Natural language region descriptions
========================================
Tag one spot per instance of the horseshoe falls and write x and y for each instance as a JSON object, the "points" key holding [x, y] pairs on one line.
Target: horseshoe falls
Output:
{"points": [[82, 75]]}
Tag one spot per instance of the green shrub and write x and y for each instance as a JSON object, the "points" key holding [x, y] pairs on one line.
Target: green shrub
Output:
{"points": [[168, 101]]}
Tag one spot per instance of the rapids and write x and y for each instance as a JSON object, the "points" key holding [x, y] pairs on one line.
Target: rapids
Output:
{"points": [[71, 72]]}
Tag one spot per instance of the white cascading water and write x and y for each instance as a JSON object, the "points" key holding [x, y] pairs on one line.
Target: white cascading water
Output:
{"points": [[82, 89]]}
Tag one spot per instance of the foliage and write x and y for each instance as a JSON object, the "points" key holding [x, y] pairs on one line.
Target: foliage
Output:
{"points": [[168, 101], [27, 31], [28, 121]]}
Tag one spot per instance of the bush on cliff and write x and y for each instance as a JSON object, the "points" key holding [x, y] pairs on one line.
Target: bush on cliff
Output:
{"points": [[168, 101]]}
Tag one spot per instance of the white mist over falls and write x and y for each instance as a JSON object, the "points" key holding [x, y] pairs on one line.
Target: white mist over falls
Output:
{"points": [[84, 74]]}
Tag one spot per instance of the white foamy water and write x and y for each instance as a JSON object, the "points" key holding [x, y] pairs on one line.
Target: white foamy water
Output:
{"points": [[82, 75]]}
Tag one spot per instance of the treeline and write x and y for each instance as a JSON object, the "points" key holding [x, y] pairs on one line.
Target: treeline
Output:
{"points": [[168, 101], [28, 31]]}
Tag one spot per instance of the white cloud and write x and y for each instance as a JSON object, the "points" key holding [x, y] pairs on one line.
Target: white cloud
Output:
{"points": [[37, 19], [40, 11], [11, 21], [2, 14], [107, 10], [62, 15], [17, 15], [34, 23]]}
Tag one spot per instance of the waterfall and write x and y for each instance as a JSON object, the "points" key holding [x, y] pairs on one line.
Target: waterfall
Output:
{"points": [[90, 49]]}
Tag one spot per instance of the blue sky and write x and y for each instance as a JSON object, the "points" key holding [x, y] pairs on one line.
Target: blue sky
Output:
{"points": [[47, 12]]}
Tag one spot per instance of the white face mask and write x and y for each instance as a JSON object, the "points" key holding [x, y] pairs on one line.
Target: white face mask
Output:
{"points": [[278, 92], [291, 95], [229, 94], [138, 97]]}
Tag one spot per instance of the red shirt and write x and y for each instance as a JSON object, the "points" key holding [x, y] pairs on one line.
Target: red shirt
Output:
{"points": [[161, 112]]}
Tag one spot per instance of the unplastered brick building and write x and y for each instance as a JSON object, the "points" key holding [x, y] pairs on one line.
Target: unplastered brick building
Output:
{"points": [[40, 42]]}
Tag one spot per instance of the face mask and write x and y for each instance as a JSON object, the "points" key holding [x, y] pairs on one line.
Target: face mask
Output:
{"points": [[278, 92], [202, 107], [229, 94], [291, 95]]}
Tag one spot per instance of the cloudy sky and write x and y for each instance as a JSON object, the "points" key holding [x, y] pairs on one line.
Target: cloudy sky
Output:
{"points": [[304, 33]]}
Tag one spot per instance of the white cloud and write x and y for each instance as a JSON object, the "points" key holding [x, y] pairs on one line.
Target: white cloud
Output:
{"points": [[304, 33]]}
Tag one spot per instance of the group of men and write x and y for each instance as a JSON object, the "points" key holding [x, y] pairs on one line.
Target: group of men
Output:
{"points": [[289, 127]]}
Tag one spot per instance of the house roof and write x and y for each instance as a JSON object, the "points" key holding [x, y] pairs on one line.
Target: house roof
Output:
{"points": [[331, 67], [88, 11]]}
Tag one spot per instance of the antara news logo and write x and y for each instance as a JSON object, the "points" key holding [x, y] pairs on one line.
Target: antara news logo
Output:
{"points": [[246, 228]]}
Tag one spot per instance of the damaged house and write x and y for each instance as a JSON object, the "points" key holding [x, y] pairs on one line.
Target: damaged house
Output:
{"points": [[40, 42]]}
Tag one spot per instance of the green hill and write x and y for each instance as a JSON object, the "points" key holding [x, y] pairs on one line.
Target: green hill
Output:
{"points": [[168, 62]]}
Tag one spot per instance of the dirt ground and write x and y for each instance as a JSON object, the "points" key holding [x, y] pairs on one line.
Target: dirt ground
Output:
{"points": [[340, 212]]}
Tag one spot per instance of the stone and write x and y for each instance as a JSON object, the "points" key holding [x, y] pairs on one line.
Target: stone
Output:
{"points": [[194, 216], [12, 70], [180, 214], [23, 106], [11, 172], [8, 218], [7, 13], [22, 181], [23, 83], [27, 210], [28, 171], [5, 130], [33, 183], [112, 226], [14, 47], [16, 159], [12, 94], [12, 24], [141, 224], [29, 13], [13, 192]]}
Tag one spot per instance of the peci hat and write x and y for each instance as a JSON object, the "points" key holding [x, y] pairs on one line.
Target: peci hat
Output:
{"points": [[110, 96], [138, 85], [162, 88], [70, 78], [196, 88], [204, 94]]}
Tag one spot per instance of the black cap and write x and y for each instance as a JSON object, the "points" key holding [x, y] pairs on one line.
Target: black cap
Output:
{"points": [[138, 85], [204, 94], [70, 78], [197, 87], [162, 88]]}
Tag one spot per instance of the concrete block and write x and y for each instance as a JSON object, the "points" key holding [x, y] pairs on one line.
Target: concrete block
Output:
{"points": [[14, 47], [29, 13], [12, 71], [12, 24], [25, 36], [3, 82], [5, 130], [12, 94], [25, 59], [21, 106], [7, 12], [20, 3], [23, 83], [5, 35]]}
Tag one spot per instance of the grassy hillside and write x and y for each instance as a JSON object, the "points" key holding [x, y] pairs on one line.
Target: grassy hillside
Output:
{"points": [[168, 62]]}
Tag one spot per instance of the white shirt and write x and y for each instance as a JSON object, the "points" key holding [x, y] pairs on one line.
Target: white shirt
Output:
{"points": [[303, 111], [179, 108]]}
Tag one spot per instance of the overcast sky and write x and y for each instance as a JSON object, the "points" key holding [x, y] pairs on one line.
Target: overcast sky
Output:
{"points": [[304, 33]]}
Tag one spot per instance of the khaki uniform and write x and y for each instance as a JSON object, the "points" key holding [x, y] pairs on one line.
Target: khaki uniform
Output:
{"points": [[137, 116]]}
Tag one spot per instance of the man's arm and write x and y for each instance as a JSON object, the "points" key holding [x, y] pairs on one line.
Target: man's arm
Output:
========================================
> [TASK]
Reproduce the data exactly. Keep every line intact.

> [YOUR RESPONSE]
Tag one spot per instance of the horseshoe falls and write x and y for each instance as a JSON object, the "points" key holding [x, y] pairs on one line.
Target: horseshoe falls
Output:
{"points": [[82, 75]]}
Tag one spot per instance of the green shrub and write x and y for each instance as a JSON object, the "points" key holding [x, y] pairs on one line.
Target: green shrub
Output:
{"points": [[168, 101]]}
Tag one spot per instance of the rapids and write x and y for each instance as a JSON object, the "points" key holding [x, y] pairs on one line.
Target: rapids
Output:
{"points": [[71, 72]]}
Tag one spot per instance of the white cascading water and write x and y for each instance as a JSON object, the "points" key holding [x, y] pairs on one line.
Target: white cascading water
Output:
{"points": [[82, 89]]}
Tag one spot per instance of the foliage and write x and y for each instance as a JSON object, the "points" key holding [x, y] pairs on one line.
Target: foliage
Output:
{"points": [[168, 101], [27, 31], [28, 121]]}
Tag one spot per instance of the bush on cliff and write x and y for each instance as a JSON object, the "points" key holding [x, y] pairs on one line.
Target: bush on cliff
Output:
{"points": [[168, 101]]}
Tag one spot per instance of the white mist over falls and write x and y for each instance as a JSON object, the "points" key holding [x, y] pairs on one line.
Target: white mist over falls
Output:
{"points": [[84, 74]]}
Tag one spot per instance of the white foamy water and write x and y for each instance as a JSON object, the "points" key holding [x, y] pairs on one line.
Target: white foamy water
Output:
{"points": [[82, 75]]}
Tag one spot per instance of the treeline and write x and y for each instance as a JSON object, the "points" key holding [x, y] pairs on one line.
Target: treeline
Output:
{"points": [[168, 101], [28, 31]]}
Tag one spot per instance of the white cloud and write x and y for each instance as a JSON object, the "points" key holding [x, y] pairs on one line.
Target: white cloud
Output:
{"points": [[37, 19], [40, 11], [11, 21], [2, 14], [107, 10], [62, 15], [17, 15], [34, 23]]}
Tag one spot per instance of the waterfall and write x and y for each instance as a JSON object, the "points" key holding [x, y] pairs on one line.
Target: waterfall
Output:
{"points": [[90, 49]]}
Tag one spot per instance of the blue sky and write x and y for each instance as a JSON object, the "points" key holding [x, y] pairs on one line.
Target: blue sky
Output:
{"points": [[47, 12]]}
Tag one spot per instance of the white face mask and write x and y for each instance as a JSON object, the "points" key holding [x, y] pairs on one line.
Target: white face mask
Output:
{"points": [[278, 92], [291, 95], [229, 94], [138, 97]]}
Tag one spot per instance of the red shirt and write x and y for each instance as a JSON object, the "points" key holding [x, y] pairs on one line.
Target: red shirt
Output:
{"points": [[161, 112]]}
Tag one spot per instance of the unplastered brick building and write x and y for each instance as a JSON object, the "points" key holding [x, y] pairs on one line.
Target: unplastered brick building
Output:
{"points": [[40, 42]]}
Tag one spot per instance of the face mask and write x and y for each instance as a JSON object, the "points" key holding [x, y] pairs on one line.
Target: face mask
Output:
{"points": [[278, 92], [202, 107], [229, 94], [291, 95]]}
Tag one spot per instance of the cloudy sky and write x and y for each instance as a JSON object, the "points" key holding [x, y] pairs on one line.
Target: cloudy sky
Output:
{"points": [[304, 33]]}
Tag one spot per instance of the white cloud and write x and y for each instance as a JSON object, the "points" key holding [x, y] pairs on one line.
Target: white cloud
Output:
{"points": [[304, 33]]}
Tag one spot per instance of the group of men and write x and y for each instance as a JSON object, the "points" key holding [x, y] pairs on one line.
Target: group of men
Output:
{"points": [[289, 127]]}
Tag one spot per instance of the house roof and write x and y for each instance as a JSON object, the "points" key holding [x, y] pairs on one line.
Target: house roof
Output:
{"points": [[331, 67], [88, 11]]}
Tag one spot per instance of the antara news logo and write x and y for each instance as a JSON object, the "points" key holding [x, y] pairs on one line.
Target: antara news logo
Output:
{"points": [[246, 228]]}
Tag one spot per instance of the damaged house and write x and y for each instance as a JSON object, the "points" key holding [x, y] pairs on one line.
Target: damaged house
Output:
{"points": [[40, 42]]}
Tag one spot per instance of the green hill and write x and y for each instance as a JSON object, the "points" key holding [x, y] pairs on one line.
Target: green hill
Output:
{"points": [[168, 62]]}
Tag one spot per instance of the dirt ground and write x and y for each instance as a JSON object, the "points" key holding [x, y] pairs on one line.
Target: dirt ground
Output:
{"points": [[340, 212]]}
Tag one spot per instance of the stone and write x and y for each instance as a JSON object, the "points" key holding [x, y] pairs on one line.
Target: stone
Output:
{"points": [[194, 216], [12, 70], [180, 214], [23, 106], [11, 172], [8, 218], [7, 13], [22, 181], [23, 83], [27, 210], [28, 171], [5, 130], [33, 183], [112, 226], [14, 47], [16, 159], [12, 94], [12, 24], [141, 224], [29, 13], [13, 192]]}
Tag one spot per instance of the peci hat and write x and y for each instance as a JSON object, the "points" key holding [x, y] pairs on one line.
Target: peci hat
Output:
{"points": [[110, 96], [138, 85], [162, 88], [70, 78], [196, 88], [204, 94]]}
Tag one spot per instance of the black cap and write x and y for each instance as a JSON object, the "points" key holding [x, y] pairs on one line.
Target: black cap
Output:
{"points": [[138, 85], [204, 94], [70, 78], [197, 87], [162, 88]]}
Tag one spot per instance of the concrete block and write x and y for each instance as a JSON object, the "points" key holding [x, y] pairs on one line.
Target: concrete block
Output:
{"points": [[14, 47], [29, 13], [12, 71], [12, 24], [25, 36], [3, 82], [5, 130], [12, 94], [25, 59], [21, 106], [7, 12], [20, 3], [23, 83], [5, 35]]}
Tag one spot per instance of the grassy hillside and write x and y for each instance as a JSON object, the "points" key holding [x, y] pairs on one line.
Target: grassy hillside
Output:
{"points": [[168, 62]]}
Tag one spot per instance of the white shirt and write x and y for each instance as a JSON object, the "points" key holding [x, y] pairs on one line.
Target: white shirt
Output:
{"points": [[303, 111], [179, 108]]}
Tag one spot per instance of the overcast sky and write x and y for each instance as a JSON object, the "points" key holding [x, y] pairs on one line.
Target: overcast sky
Output:
{"points": [[304, 33]]}
Tag one spot per instance of the khaki uniform and write x and y for each instance as a JSON object, the "points" key holding [x, y] pairs on one line.
Target: khaki uniform
Output:
{"points": [[137, 116]]}
Tag one spot per instance of the man's arm and write x and y for each instance as a JSON object, the "points" key holding [x, y] pairs on one line.
Target: man's arm
Output:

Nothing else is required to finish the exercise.